* Text for analysis *
--- START ---

Relationship of ADHD diagnoses with tap water F

The paper reports a statistically significant (p<0.05) relationship of ADHD diagnosis with tap water fluoride. While the reported Odds Ratio appears very large (“a 1 mg/L increase in tap water fluoride was associated with a 6.1 times higher odds of ADHD diagnosis”) the 95% confidence interval is very large (1.60 to 22.8) indicating a huge scatter in the data. Unfortunately, the authors did not provide any more information from their statistical analysis to clarify the strength of the relationship.

Again, there was a significant relationship of SDQ score with tap water fluoride concentration but in this case, it was only significant for older youth and the CI was also relatively large.

So again the relationships with tap water F are tenuous – influenced by age and with large confidence intervals indicating a wide scatter in the data.

Problems with the paper’s discussion

Of course, correlation by no means implies causation. But there is always the problem of confirmation bias and special pleading where a low p-value in a regression analysis gets construed as evidence for the preferred outcome.

There are problems with relying only on p-values – which is why I have referred to confidence intervals and would prefer to actually see the actual data and full reports of the statistical analyses. The confidence interval values indicate that the data is highly scattered and the reported models from the regression analyses in this paper probably explain very little of the data. In such cases, there is a temptation to dig deeper and search for significant relationships by separating the data by sex or age but the resulting significant relationships may be meaningless.

--- END ---

* Excerpted records *
--- START ---

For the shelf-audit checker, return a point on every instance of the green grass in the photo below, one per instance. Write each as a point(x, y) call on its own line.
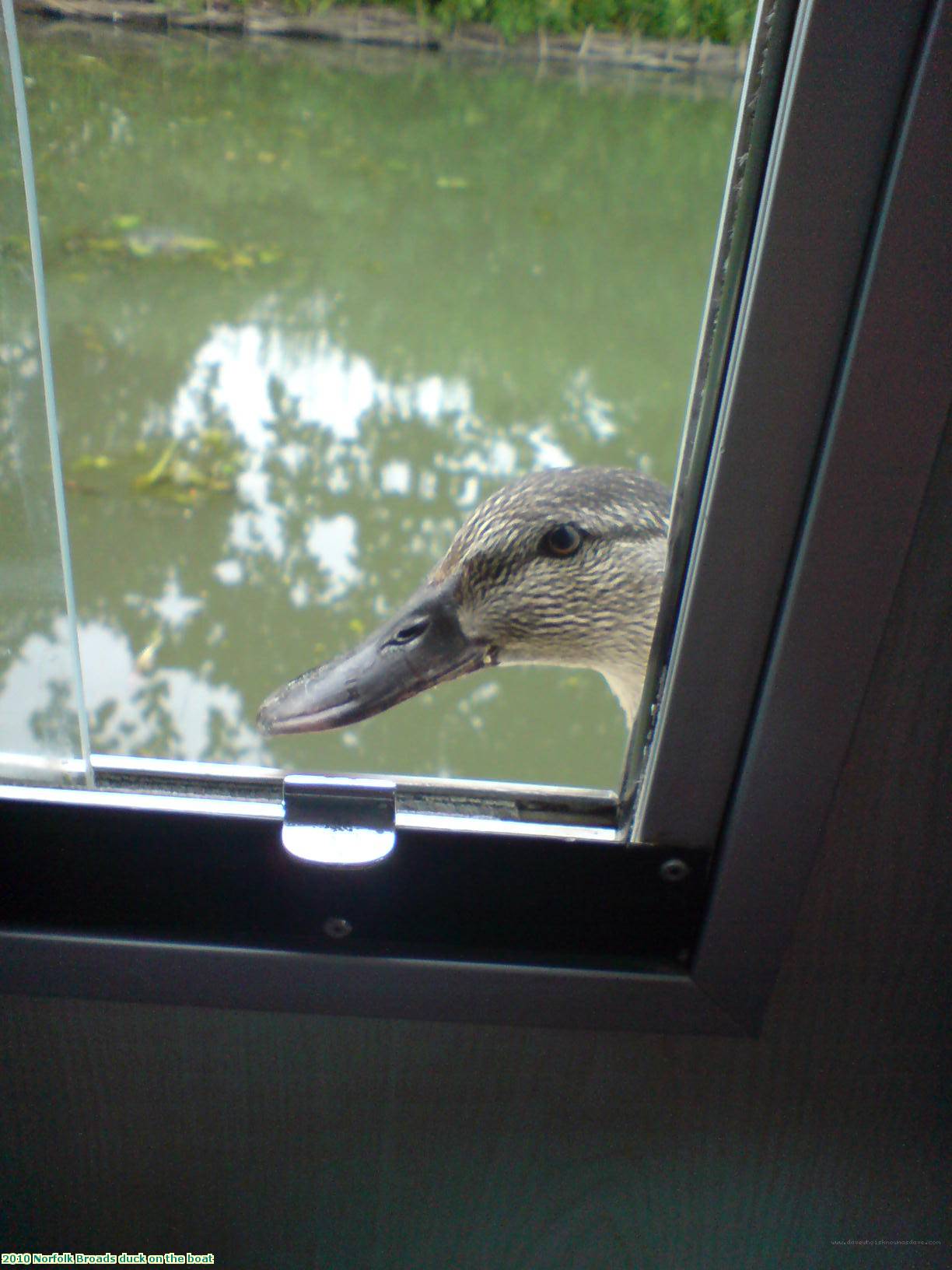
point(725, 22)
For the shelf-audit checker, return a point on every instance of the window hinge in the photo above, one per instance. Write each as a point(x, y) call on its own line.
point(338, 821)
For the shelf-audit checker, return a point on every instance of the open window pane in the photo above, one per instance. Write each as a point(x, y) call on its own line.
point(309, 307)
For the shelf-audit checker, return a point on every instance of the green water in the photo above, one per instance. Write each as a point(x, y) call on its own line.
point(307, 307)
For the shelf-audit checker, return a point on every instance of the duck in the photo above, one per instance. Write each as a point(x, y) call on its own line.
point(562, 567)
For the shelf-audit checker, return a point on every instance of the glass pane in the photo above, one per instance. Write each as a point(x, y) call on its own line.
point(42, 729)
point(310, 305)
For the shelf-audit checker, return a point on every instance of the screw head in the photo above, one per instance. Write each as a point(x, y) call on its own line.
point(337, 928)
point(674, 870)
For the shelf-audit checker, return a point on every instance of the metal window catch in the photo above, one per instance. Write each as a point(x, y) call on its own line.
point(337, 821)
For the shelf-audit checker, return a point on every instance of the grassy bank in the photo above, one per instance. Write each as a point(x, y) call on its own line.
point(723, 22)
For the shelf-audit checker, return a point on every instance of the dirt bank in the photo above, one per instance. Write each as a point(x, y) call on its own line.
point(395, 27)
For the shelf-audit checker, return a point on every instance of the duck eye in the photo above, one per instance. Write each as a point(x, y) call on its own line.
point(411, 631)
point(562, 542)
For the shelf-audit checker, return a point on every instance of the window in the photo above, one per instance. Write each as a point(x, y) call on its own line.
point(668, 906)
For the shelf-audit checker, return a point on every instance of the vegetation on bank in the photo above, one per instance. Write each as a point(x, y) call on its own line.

--- END ---

* Directions *
• a. In the text on tap water fluoride and ADHD, what is the 95% confidence interval for the odds ratio of ADHD diagnosis?
• b. Carry on the commentary about tap water fluoride and ADHD diagnoses from its last sentence.

* Set of answers *
• a. 1.60 to 22.8

• b.
And the “Elephant in the Room” – the relationships themselves say nothing about the reliability of the favored model. Nothing at all. A truly objective researcher would recognize this and avoid the staw clutching and rationalisation of evidence in the paper’s discussion. For example, the author’s considered another Canadian study which did not find any relationship of ADHD to fluoride in drinking water and argued the difference was solely due to deficiencies in the other study, not theirs.

The authors also seem not to recognise that any relationship they found may have nothing to do with fluoride but could be the result of other related risk-modifying factors they did not include in their statistical analysis. Worse, the argue their results are consistent with those of Malin and Till (2015) without any acknowledgment that that specific study is flawed. Perrott (2108) showed that the relationship reported by Malin & Till (2015) disappeared completely when the altitude was included in the statistical analysis. This is consistent with the study of Huber et al., (2015) which reported a statistically significant relationship of ADHD prevalence with altitude.

Conclusion

I think the Riddell et al., (2109) paper presents problems similar to those seen with a previous paper from this research group – Green et al., (2019). I have discussed some of these problems in previous articles:

Others in the scientific community have also expressed concern about the problems in that paper and a recent in-depth critical evaluation of (see CADTH RAPID RESPONSE REPORT: Community Water Fluoridation Exposure: A Review of Neurological and Cognitive Effects) pointed to multiple “limitations (e.g., non-homogeneous distribution of data, potential errors and biases in the estimation of maternal fluoride exposure and in IQ measurement, uncontrolled potential important confounding factors).” It urged that “the findings of this study should be interpreted carefully.”

More significantly widespread scientific concern about weaknesses in the Green et al., (2019) paper has led  30 scientific and health experts to write to the funding body involved (US National Insitute of Environmental Health Science – NIEHS) outlining their concern and appealing for the data to be made public for independent assessment (see Experts complain to funding body about quality of fluoride-IQ research Download their letter). Last I was aware the authors were refusing to release their data – claiming not to own it!

We could well see similar responses to the Riddell et al., (2109) ADHD paper.